**Document segment**
[BEGIN]
# Black People's Hair



## Jabrosky (Oct 13, 2012)

I am a white guy, but a lot of my characters are black, so I feel it is in my interest to know more about black people's hair. I'll start with three questions:

1. Suppose a black person got lost in the desert for a long time and didn't have access to a barber. Would their hair grow into a big, bushy ball? If not, how on earth do black people grow ball-shaped hairstyles in the first place?

2. Do black people need special tools to style their hair into braids, cornrows, or dreadlocks? Or could our hypothetical black person in the desert do it even if he didn't have hairstyling tools?

3. Is it possible to stick things into black people's hair like a pin-cushion? I'm inclined to think so, since I've seen a black guy stick a pencil into his hair that way.


----------



## Chilari (Oct 14, 2012)
[END]
**Material provided**
[BEGIN]
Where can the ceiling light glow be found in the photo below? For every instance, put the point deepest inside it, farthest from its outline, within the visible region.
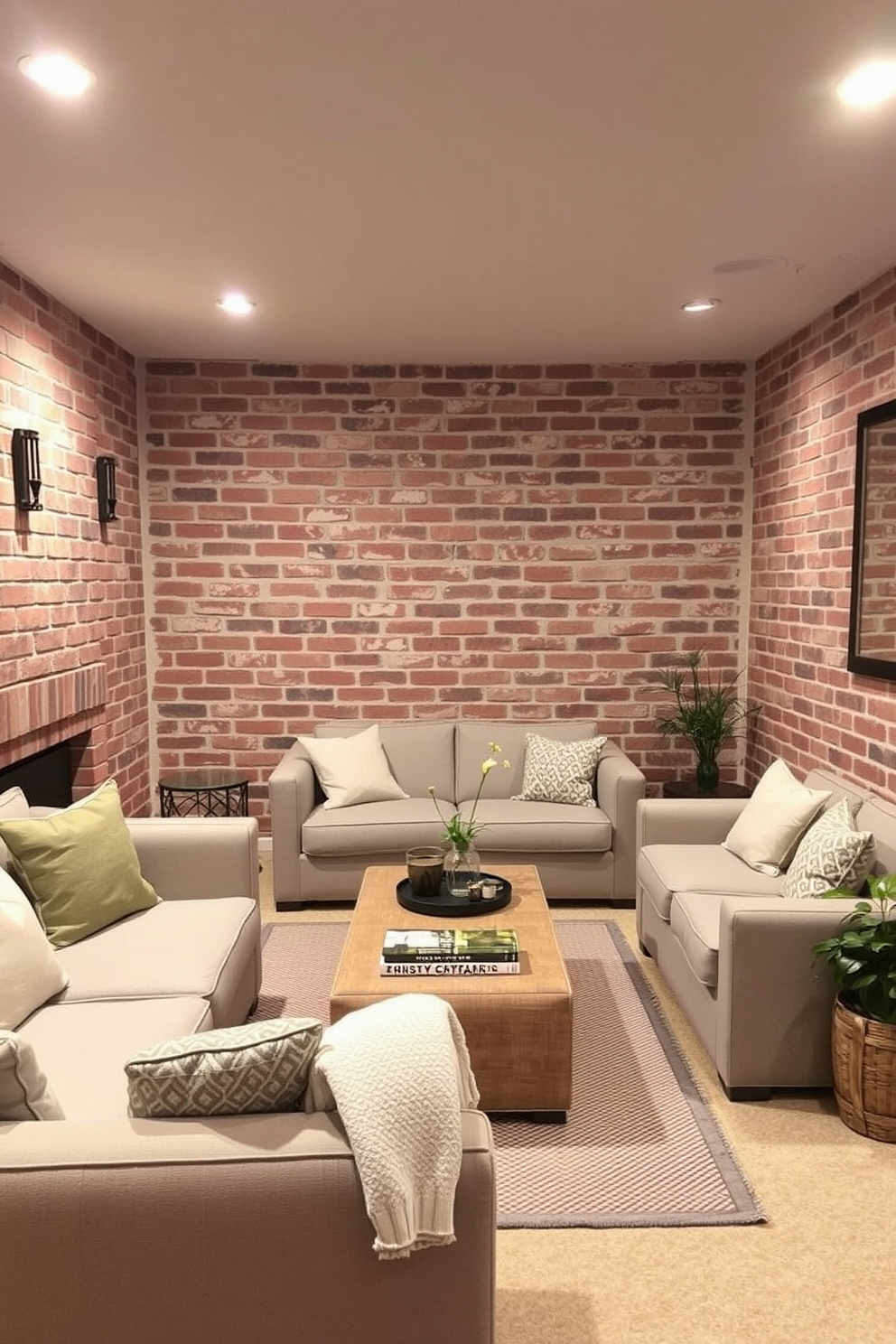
[END]
**Actions to take**
[A] Retype the forum thread on hair from "# Black People's" to "the first place?".
[B] In the forum thread on hair, what did Jabrosky see a man stick into his hair?
[C] Decide whether each statement agrees with the forum thread on hair, and quote the words of the thread that settle each one.
(i) Jabrosky describes himself as white.
(ii) Jabrosky's second question concerns dyeing hair.
(iii) Jabrosky's post is dated October 13, 2012.

**Results of the exercise**
[A]
# Black People's Hair



## Jabrosky (Oct 13, 2012)

I am a white guy, but a lot of my characters are black, so I feel it is in my interest to know more about black people's hair. I'll start with three questions:

1. Suppose a black person got lost in the desert for a long time and didn't have access to a barber. Would their hair grow into a big, bushy ball? If not, how on earth do black people grow ball-shaped hairstyles in the first place?

[B] A pencil.

[C]
(i) Yes: "I am a white guy"
(ii) No: "Do black people need special tools to style their hair into braids, cornrows, or dreadlocks?"
(iii) Yes: "Jabrosky (Oct 13, 2012)"